Stated problem
Copy out the data below, from the line containing "of the beach" down to the line containing "pixel 20 334", with both of those lines included.

Task material
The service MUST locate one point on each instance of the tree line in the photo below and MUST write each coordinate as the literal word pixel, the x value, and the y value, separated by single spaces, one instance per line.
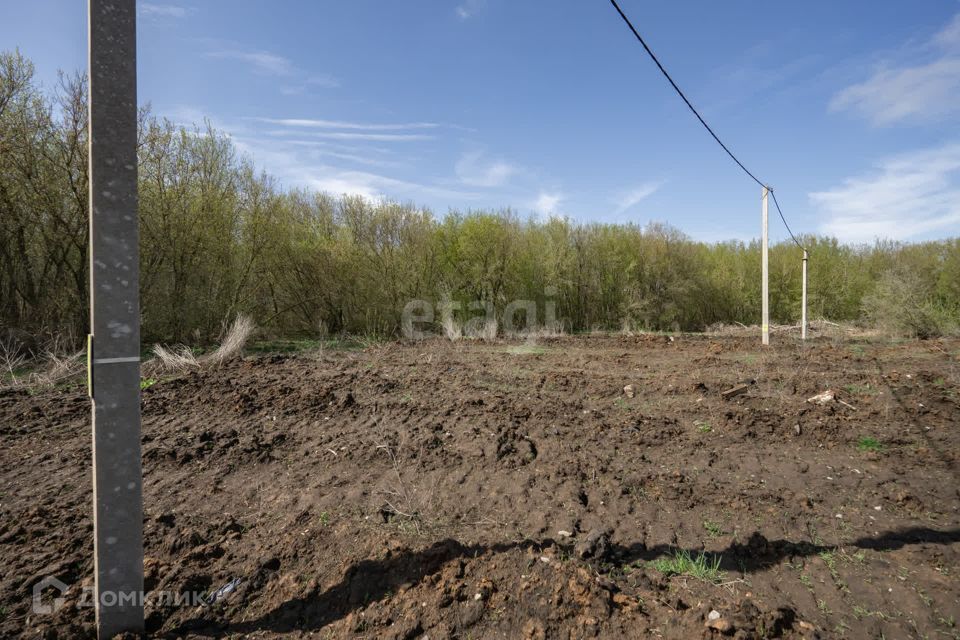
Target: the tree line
pixel 219 238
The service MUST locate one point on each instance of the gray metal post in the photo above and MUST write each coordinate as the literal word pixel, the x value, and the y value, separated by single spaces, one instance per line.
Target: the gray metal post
pixel 803 300
pixel 114 357
pixel 765 321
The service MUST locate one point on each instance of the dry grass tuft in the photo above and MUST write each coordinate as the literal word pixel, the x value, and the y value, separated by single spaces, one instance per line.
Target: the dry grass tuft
pixel 485 330
pixel 59 367
pixel 451 328
pixel 234 342
pixel 553 330
pixel 178 359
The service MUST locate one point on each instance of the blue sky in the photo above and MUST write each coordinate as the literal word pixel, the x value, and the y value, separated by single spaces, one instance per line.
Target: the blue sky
pixel 849 109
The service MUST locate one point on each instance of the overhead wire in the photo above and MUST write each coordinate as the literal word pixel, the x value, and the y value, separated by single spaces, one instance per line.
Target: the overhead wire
pixel 706 126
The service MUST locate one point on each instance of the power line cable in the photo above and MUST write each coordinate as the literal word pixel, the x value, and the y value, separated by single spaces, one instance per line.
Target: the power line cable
pixel 699 117
pixel 797 242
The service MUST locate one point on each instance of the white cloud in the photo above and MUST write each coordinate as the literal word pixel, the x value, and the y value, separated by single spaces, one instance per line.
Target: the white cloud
pixel 340 124
pixel 636 195
pixel 470 8
pixel 908 195
pixel 379 137
pixel 949 36
pixel 164 10
pixel 297 167
pixel 928 90
pixel 262 62
pixel 472 169
pixel 266 63
pixel 546 203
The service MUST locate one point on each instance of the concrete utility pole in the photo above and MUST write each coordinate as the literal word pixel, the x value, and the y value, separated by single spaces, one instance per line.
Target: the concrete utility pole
pixel 114 344
pixel 803 300
pixel 765 321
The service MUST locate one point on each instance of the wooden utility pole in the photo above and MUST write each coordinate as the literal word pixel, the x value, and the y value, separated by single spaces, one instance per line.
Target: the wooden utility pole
pixel 803 300
pixel 765 321
pixel 114 344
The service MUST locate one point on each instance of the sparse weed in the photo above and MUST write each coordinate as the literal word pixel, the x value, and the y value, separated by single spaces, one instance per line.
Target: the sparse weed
pixel 713 528
pixel 869 443
pixel 681 563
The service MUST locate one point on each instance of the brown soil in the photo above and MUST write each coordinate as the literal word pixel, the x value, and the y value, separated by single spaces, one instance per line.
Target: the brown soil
pixel 420 490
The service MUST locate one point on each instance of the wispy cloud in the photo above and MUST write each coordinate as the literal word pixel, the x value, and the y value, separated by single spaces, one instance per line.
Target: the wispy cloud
pixel 635 196
pixel 924 90
pixel 164 10
pixel 340 124
pixel 354 135
pixel 907 196
pixel 266 63
pixel 470 8
pixel 262 62
pixel 475 170
pixel 547 203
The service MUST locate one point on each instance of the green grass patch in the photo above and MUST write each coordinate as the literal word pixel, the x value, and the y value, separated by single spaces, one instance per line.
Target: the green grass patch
pixel 869 443
pixel 682 563
pixel 303 345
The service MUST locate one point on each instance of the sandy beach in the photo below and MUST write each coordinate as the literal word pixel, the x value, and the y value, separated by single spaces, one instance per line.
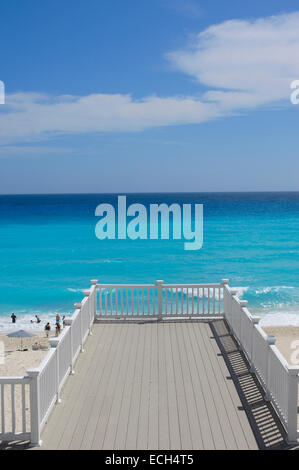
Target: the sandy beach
pixel 286 337
pixel 16 362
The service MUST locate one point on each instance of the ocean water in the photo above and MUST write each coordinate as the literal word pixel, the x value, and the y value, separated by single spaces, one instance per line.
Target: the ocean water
pixel 49 252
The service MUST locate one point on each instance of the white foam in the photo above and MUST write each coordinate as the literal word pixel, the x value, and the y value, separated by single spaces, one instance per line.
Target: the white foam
pixel 24 322
pixel 280 318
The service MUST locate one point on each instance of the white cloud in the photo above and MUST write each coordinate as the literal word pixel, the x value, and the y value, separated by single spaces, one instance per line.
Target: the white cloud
pixel 256 61
pixel 243 64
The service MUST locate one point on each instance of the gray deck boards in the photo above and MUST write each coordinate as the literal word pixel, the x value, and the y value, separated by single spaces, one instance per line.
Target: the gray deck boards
pixel 150 386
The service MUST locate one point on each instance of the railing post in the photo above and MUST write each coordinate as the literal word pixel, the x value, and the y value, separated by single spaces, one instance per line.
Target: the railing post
pixel 233 293
pixel 68 322
pixel 54 344
pixel 224 284
pixel 160 307
pixel 292 404
pixel 270 342
pixel 87 294
pixel 243 304
pixel 78 306
pixel 94 283
pixel 34 407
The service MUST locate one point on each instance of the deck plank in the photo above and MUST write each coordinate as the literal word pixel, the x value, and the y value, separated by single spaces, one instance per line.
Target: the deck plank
pixel 160 385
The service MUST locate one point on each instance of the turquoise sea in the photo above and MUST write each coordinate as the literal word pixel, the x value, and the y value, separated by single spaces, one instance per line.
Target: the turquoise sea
pixel 49 251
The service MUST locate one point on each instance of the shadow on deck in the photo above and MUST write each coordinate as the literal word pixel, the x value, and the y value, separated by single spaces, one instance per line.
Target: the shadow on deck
pixel 157 363
pixel 265 424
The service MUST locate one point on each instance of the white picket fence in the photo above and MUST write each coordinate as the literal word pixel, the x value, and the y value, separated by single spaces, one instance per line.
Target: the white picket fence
pixel 160 300
pixel 278 378
pixel 26 402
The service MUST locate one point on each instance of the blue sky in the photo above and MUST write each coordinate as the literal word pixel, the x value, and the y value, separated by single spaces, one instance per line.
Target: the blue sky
pixel 160 95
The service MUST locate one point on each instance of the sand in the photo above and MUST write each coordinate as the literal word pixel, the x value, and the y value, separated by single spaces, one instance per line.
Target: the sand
pixel 286 337
pixel 17 362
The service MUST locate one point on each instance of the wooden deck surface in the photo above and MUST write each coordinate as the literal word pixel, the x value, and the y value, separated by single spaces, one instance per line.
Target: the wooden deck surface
pixel 161 386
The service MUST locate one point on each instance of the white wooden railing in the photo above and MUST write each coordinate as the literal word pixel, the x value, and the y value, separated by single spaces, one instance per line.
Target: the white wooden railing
pixel 26 402
pixel 133 301
pixel 278 378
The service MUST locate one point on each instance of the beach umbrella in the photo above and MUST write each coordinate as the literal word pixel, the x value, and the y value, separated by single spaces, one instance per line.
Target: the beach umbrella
pixel 20 334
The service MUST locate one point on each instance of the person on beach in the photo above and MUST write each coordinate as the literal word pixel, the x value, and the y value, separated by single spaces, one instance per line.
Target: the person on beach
pixel 47 329
pixel 57 328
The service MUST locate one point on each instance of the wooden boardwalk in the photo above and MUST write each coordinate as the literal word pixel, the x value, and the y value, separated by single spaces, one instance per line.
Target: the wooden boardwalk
pixel 175 385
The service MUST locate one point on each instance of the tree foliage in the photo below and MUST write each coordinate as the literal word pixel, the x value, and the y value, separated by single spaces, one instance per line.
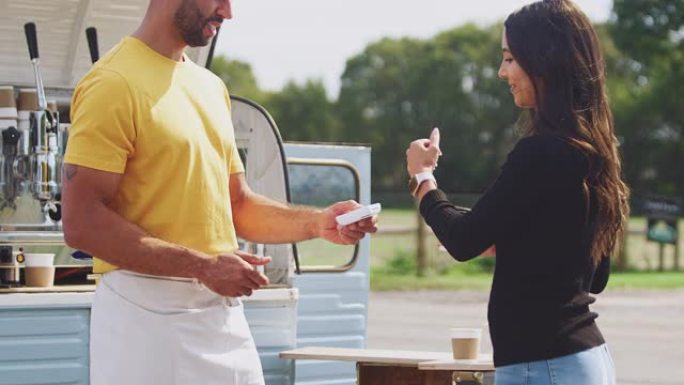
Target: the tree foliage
pixel 398 89
pixel 647 104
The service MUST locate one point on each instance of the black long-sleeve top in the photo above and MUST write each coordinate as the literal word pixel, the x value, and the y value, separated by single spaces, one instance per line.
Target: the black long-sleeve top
pixel 536 214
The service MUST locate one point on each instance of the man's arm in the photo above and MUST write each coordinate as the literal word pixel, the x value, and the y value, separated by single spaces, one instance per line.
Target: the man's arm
pixel 261 219
pixel 90 225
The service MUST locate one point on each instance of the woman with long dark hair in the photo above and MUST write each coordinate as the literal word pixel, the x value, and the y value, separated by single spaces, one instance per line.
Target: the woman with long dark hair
pixel 556 212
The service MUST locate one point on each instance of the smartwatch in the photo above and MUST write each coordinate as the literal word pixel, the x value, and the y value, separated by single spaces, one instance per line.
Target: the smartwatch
pixel 418 179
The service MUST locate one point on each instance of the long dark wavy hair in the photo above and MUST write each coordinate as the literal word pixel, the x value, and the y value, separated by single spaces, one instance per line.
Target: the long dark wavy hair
pixel 554 42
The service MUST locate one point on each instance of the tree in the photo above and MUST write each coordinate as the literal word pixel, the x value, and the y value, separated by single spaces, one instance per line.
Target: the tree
pixel 238 77
pixel 304 113
pixel 398 89
pixel 648 112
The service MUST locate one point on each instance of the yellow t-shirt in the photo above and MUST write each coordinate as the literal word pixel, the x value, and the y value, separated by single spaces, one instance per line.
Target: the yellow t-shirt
pixel 166 127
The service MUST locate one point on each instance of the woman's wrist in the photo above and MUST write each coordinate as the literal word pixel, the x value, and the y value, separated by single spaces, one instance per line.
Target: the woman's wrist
pixel 424 188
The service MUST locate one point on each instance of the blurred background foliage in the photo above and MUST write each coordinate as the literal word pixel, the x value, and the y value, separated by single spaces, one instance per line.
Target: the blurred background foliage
pixel 397 89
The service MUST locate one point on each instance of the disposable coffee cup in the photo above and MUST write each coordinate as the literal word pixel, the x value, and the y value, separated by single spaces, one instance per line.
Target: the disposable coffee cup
pixel 465 343
pixel 39 269
pixel 8 106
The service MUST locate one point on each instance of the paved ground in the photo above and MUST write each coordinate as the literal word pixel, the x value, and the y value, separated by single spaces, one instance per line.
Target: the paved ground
pixel 644 329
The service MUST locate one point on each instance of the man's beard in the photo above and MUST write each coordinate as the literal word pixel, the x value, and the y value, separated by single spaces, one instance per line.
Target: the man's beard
pixel 191 22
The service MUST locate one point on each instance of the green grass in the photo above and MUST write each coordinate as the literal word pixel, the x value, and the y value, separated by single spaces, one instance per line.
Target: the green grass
pixel 383 281
pixel 393 260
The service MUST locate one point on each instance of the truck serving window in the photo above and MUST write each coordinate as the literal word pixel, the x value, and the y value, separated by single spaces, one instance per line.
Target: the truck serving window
pixel 321 182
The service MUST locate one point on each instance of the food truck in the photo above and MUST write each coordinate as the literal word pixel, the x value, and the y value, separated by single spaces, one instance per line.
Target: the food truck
pixel 318 294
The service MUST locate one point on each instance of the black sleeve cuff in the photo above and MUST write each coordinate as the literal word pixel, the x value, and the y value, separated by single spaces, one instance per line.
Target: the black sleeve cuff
pixel 430 199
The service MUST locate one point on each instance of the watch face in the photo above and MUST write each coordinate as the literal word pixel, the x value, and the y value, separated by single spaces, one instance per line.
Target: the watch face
pixel 413 185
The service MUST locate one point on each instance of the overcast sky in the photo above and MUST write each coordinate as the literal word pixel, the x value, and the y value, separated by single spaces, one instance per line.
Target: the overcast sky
pixel 301 39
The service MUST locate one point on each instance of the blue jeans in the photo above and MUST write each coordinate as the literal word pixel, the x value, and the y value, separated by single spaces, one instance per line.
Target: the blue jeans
pixel 590 367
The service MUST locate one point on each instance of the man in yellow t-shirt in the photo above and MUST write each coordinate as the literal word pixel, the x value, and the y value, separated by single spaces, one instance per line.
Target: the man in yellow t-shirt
pixel 154 187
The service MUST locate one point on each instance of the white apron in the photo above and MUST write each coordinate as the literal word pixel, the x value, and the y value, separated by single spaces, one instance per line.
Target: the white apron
pixel 152 331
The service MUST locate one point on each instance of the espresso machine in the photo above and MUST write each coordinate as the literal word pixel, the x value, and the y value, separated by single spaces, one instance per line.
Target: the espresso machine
pixel 30 180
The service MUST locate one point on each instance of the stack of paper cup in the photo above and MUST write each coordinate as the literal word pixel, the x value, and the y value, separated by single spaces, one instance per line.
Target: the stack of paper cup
pixel 39 269
pixel 465 343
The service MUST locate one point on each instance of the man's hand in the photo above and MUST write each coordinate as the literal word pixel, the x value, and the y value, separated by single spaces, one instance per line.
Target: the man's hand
pixel 233 275
pixel 344 235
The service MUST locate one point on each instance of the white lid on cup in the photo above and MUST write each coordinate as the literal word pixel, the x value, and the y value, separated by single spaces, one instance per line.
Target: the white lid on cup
pixel 39 259
pixel 465 332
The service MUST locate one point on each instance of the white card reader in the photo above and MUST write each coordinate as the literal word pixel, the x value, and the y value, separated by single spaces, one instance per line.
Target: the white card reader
pixel 356 215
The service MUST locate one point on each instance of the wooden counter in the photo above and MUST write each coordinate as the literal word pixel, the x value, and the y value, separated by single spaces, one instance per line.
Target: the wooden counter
pixel 403 367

The result
The service MUST locate one point on each instance of the beach umbrella in the photo above and MUST write each coordinate as the literal word pixel, the x value, and the y value, separated by single spaces, one instance per line.
Target: the beach umbrella
pixel 20 334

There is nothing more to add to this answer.